> **Passage shown**
● ● ● ●
Rebuilding History Lost in Fire
We have the distinct privilege of partnering with the Texas Historical Commission (THC) on many critical programs and projects, each one unique and exciting. Doing so has challenged us to think outside the box to identify and secure resources for these projects. Now we are thrilled to celebrate the completion of an incredible new outdoor exhibit that opened to the public in November of 2021: the Villa de Austin townsite.
This ambitious exhibit, funded through the generosity of private donors, allows visitors to experience the town of San Felipe de Austin as it once was—before it was destroyed in a fire during the Runaway Scrape of 1836.
The townsite exhibit includes representative construction of important buildings of the time, including the Farmer’s Hotel, the courthouse, the schoolhouse, Celia’s Bake Oven, and more.
Bringing the Project to Life
In the fall of 2018, following the opening of the new Museum at San Felipe, we began working with THC Historic Sites’ staff on the Villa de Austin project. The idea was to bring private, nonprofit sector efficiencies to bear in support of the THC’s efforts to create the exhibit. On this project, we helped with both fundraising and implementation.
● ● ● ●
> **Study material**

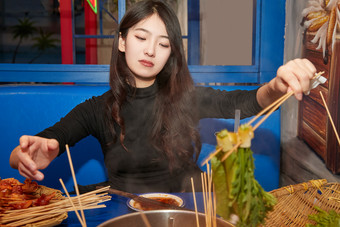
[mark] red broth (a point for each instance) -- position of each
(145, 207)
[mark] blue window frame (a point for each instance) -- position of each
(268, 46)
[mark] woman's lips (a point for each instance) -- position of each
(146, 63)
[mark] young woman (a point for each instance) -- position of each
(147, 122)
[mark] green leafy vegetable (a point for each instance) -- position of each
(237, 190)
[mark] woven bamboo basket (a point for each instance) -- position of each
(296, 202)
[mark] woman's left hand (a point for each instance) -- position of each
(294, 76)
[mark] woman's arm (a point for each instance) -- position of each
(33, 153)
(295, 76)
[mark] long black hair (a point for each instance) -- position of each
(174, 130)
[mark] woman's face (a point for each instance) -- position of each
(147, 49)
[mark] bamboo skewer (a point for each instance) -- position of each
(68, 196)
(75, 185)
(330, 118)
(195, 203)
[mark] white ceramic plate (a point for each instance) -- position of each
(134, 205)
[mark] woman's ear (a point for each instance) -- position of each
(121, 44)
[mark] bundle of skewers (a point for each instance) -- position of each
(30, 204)
(53, 212)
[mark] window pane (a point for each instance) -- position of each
(226, 32)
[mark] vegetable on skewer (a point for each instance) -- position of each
(237, 190)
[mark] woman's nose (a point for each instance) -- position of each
(150, 50)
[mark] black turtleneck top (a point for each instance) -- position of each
(142, 168)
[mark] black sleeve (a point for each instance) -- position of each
(81, 121)
(214, 103)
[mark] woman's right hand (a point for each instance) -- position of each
(33, 154)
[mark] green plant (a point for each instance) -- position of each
(43, 42)
(22, 31)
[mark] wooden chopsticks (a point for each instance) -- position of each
(330, 118)
(268, 110)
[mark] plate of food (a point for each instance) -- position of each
(20, 203)
(166, 198)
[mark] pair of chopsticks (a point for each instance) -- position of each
(330, 118)
(268, 110)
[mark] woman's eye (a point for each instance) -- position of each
(164, 45)
(140, 37)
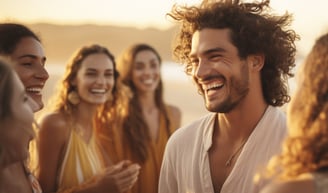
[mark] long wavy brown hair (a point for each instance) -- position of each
(253, 31)
(109, 112)
(306, 148)
(135, 128)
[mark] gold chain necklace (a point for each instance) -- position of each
(229, 161)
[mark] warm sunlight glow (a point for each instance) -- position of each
(310, 20)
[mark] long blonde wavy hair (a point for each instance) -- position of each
(306, 148)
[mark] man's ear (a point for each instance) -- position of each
(256, 61)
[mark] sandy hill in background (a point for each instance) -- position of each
(60, 41)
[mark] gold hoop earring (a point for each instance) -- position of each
(73, 97)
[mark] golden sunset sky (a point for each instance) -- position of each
(310, 16)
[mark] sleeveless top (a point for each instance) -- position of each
(81, 162)
(36, 188)
(321, 181)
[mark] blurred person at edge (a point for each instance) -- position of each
(240, 56)
(16, 118)
(70, 157)
(302, 166)
(23, 48)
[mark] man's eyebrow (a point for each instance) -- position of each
(31, 56)
(209, 51)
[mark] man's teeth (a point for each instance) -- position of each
(208, 87)
(34, 89)
(98, 91)
(148, 81)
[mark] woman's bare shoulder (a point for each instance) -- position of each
(54, 126)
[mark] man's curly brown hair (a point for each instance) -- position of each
(253, 31)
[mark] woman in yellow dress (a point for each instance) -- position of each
(149, 121)
(70, 158)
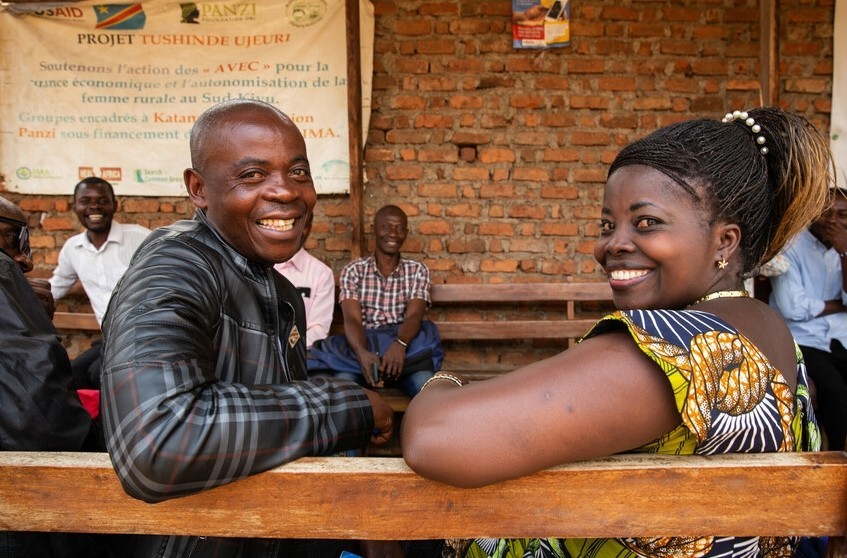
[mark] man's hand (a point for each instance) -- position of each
(370, 365)
(392, 361)
(383, 419)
● ● ● ●
> **Task prompt**
Write the next few sentences of the text about rebuilding the Villa de Austin townsite, continuing from its final sentence.

> **Written response**
Dealing with Challenges Head-On
Nothing has challenged us more than the Villa de Austin townsite at San Felipe! Just as we launched the development of the extensive exhibit, the pandemic hit and impacted our ability to effectively finance the project, forcing us to explore and implement alternative financing options to manage cash flow.
Then, right when victory was in sight, the courthouse—one of the most important buildings in the exhibit—burnt to the ground in a nearly catastrophic fire. Working with the Project Manager and THC staff, we navigated the impact of the fire and rebuilt the burnt courthouse.
On November 12th, 2021, we finally celebrated the opening of the Villa de Austin townsite exhibit.
All Thanks to Our Donors and Stakeholders
We want to once again thank all of our capital campaign donors for their incredibly generous support for the San Felipe Museum project and Villa de Austin exhibit. These projects were supported by foundations, corporations, and individuals.
Stakeholders that played a vital role in this project included Michael Moore of Moore Consulting and Contracting, Forney Construction of Houston, SMS Engineering, JQ Engineering, and the many artisans and craftspeople who hewed logs, poured concrete, framed walls, laid brick, shingled roofs, crafted windows, moved dirt, built furniture, sewed textiles, and forged ironwork for the Villa de Austin.